(WHAT YOU HAVE TO DO): Reproduce every one of the lines below word for word, without changing anything.

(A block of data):

_ _ _ _ _ _ _

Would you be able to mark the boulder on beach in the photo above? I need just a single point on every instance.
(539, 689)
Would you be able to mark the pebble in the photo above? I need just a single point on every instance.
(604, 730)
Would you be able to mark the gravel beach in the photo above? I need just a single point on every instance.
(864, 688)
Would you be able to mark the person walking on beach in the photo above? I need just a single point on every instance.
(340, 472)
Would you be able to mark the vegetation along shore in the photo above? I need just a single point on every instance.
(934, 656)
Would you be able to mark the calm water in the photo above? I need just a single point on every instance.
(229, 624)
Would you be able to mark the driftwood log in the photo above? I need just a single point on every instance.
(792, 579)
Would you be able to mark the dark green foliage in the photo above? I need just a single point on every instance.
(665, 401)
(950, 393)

_ _ _ _ _ _ _

(EXERCISE RESPONSE):
Would you be able to mark the boulder on beach in the photo above? I need just a single point on every instance.
(539, 689)
Would you be able to mark the pebble in the photo above? I need just a single point on every instance.
(604, 730)
Would you be able to mark the gravel beach in the photo above? I need just a single point on every instance.
(864, 688)
Would you be able to mark the person walking on beach in the photo above? I need just a single point on every instance.
(340, 472)
Would you be able to mark the vegetation along shore in the photo above? I need just a single point on every instance.
(934, 656)
Would you be able to mark the calm water in the photo above? I need just a single point on every instance.
(229, 624)
Would you be able to mark the driftwood log in the photo above? I need just a single point on every instance.
(792, 579)
Would you be able to mark the dark green foliage in the photo above? I need just a single point on every instance.
(665, 401)
(950, 393)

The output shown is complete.